Exercise description:
Show every line from the entries below that contains the string "garage", treating uppercase and lowercase as different.

Information supplied:
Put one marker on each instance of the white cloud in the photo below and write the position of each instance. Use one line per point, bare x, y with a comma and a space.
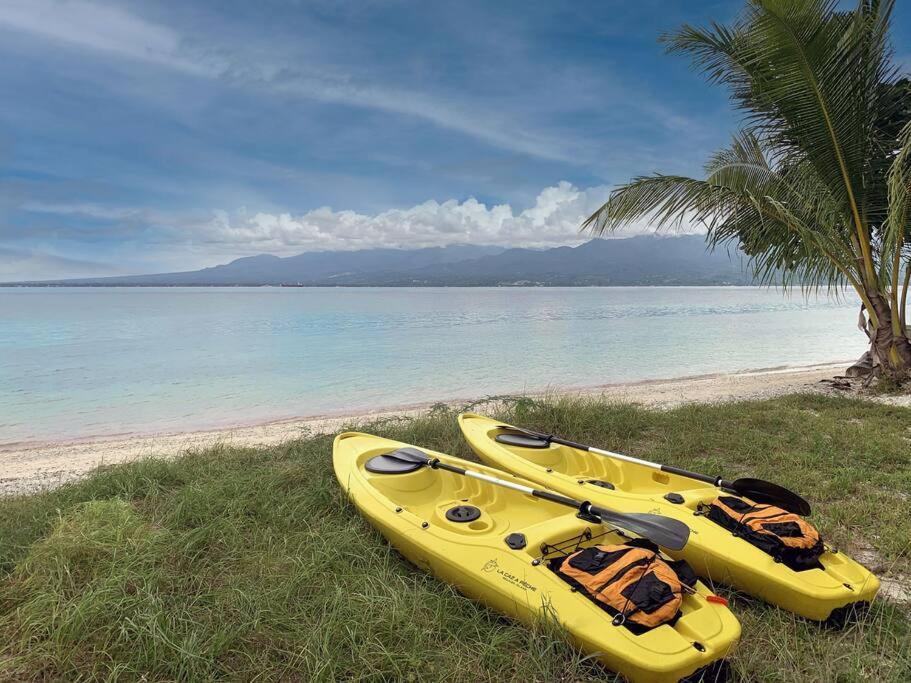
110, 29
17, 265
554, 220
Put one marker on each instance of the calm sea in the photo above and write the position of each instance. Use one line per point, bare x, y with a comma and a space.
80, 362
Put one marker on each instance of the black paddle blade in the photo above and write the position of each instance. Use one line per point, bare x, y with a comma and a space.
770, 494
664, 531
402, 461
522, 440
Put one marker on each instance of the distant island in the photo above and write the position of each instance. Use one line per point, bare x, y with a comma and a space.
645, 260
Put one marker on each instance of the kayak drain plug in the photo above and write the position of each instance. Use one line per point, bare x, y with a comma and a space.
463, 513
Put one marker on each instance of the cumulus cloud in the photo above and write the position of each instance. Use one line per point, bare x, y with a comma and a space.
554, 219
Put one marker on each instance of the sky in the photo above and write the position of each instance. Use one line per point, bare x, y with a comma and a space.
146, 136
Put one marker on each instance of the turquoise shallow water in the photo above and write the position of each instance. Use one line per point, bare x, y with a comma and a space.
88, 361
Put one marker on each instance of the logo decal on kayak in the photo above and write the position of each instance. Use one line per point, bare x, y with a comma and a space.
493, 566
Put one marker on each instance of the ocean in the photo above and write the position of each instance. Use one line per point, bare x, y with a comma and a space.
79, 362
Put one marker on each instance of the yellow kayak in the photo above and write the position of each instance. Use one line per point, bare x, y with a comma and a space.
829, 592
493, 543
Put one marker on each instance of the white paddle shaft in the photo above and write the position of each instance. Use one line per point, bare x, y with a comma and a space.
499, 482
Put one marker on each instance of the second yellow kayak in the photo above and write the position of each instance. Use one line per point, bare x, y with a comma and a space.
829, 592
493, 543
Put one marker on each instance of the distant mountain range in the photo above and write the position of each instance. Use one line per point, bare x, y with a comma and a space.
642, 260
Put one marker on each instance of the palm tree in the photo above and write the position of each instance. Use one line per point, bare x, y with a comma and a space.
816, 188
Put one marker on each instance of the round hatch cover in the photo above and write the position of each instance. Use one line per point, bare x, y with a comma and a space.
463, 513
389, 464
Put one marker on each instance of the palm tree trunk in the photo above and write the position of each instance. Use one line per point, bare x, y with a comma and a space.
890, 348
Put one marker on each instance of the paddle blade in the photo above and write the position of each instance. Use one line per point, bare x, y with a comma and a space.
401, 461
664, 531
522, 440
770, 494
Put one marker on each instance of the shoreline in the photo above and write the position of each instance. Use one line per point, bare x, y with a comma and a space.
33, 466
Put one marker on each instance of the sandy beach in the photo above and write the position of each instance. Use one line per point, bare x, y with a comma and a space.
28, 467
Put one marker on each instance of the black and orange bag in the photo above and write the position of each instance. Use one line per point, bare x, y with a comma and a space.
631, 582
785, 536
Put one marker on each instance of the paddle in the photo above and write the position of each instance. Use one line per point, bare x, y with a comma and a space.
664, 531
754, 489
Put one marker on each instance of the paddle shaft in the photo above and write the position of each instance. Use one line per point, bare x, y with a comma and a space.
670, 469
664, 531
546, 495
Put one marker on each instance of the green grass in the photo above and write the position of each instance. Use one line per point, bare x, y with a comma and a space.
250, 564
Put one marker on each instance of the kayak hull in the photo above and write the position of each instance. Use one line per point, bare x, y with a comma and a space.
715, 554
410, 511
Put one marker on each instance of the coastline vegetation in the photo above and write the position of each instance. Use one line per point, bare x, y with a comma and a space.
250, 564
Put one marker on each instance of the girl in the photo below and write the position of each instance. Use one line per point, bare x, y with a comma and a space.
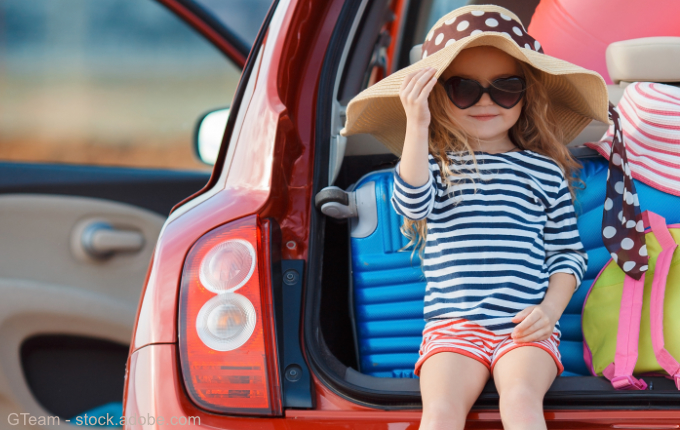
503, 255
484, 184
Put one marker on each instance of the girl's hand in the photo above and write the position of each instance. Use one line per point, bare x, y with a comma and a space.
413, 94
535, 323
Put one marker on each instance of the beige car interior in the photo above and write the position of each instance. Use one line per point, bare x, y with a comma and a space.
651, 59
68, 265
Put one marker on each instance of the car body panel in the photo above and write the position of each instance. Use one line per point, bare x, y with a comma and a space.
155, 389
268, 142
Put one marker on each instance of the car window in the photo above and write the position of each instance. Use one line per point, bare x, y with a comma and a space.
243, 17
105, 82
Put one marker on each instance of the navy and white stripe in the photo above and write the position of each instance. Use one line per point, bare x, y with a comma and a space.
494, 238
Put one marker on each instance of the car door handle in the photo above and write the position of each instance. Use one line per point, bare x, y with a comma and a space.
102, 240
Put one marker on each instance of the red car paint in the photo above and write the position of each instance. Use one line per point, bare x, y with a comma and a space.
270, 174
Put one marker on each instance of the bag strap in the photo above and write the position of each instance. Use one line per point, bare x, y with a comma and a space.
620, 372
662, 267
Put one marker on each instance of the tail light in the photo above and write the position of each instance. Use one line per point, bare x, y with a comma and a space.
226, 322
--
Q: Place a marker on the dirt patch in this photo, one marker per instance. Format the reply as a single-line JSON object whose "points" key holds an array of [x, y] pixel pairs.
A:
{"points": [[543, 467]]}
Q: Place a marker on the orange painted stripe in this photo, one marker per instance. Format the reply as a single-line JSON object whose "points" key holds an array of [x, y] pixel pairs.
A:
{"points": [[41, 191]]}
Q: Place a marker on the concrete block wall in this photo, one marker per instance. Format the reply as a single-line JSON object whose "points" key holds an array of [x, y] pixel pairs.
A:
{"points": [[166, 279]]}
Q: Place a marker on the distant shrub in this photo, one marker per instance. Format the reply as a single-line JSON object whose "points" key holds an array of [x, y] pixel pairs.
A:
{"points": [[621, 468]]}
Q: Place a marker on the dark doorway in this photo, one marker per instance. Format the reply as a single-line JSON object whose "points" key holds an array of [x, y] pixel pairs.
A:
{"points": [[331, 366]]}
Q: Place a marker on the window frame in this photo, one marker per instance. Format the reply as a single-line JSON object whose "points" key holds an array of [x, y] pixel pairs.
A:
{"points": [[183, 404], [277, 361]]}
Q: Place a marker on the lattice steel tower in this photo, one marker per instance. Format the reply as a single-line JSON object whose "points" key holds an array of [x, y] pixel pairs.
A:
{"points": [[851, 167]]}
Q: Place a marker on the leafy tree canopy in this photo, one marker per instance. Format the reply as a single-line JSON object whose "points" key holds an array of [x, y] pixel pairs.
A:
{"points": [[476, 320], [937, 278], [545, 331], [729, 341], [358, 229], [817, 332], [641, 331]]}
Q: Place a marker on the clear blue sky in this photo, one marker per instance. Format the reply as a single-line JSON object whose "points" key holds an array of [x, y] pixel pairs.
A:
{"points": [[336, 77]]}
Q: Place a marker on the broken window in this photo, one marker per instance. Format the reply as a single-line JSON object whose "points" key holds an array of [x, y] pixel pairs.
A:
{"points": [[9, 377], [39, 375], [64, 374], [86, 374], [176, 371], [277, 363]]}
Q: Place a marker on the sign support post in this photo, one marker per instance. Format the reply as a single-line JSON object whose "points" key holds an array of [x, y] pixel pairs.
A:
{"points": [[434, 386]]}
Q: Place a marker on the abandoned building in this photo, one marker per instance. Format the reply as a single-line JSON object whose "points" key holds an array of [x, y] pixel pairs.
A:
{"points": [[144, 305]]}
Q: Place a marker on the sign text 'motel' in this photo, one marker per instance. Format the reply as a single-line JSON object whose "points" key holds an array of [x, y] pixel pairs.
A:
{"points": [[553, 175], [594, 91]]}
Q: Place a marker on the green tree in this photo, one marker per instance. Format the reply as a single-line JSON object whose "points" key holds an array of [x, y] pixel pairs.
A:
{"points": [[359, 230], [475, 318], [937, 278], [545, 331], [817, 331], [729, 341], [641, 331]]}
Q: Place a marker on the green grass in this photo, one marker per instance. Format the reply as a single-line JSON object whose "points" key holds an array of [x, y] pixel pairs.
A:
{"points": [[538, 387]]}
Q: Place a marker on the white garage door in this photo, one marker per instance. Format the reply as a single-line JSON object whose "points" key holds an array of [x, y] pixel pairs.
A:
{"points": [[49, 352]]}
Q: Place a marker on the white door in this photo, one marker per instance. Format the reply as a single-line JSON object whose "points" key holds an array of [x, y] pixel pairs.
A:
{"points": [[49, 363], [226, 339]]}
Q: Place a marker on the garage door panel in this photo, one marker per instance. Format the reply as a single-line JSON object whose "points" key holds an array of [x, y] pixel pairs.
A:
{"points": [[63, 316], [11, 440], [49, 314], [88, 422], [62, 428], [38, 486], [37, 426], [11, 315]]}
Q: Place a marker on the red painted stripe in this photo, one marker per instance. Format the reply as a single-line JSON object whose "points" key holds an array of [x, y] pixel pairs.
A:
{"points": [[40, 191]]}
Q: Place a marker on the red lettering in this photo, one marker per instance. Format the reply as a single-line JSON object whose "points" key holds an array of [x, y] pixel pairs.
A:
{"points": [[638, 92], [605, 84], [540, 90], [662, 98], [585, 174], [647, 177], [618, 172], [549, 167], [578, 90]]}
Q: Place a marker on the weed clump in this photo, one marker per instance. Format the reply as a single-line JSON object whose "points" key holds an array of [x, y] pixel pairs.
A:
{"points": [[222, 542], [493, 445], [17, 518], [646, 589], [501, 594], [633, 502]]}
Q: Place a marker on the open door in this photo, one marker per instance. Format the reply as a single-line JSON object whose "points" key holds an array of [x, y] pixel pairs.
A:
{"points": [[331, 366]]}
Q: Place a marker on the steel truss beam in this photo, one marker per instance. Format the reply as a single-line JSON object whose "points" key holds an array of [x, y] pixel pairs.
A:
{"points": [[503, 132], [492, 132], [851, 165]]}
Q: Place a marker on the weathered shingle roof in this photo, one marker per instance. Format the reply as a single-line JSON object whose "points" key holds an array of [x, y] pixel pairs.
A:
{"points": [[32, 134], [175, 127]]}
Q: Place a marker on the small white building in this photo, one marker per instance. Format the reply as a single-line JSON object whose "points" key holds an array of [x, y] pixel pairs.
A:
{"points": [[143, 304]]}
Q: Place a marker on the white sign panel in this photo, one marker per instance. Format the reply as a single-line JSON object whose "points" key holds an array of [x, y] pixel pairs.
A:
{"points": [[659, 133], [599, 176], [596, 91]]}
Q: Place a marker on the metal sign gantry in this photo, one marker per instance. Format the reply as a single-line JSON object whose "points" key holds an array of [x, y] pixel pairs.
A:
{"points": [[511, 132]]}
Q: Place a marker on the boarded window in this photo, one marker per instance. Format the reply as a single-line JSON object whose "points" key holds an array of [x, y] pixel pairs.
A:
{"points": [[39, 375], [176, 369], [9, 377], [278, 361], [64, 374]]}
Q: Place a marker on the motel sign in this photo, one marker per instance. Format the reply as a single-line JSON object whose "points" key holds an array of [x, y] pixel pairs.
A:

Solution to this exercise:
Q: Place a marker on the white garage door in this photo, one marker per instance. Format the reply as a single-line JSON object whose "points" key holds an array of [x, y] pixel pairs.
Q: Place a marker on the garage door panel in this photo, one marker per instance. Format the reply as a single-line JSON object whose "points" key holds an array of [x, y] pixel pairs.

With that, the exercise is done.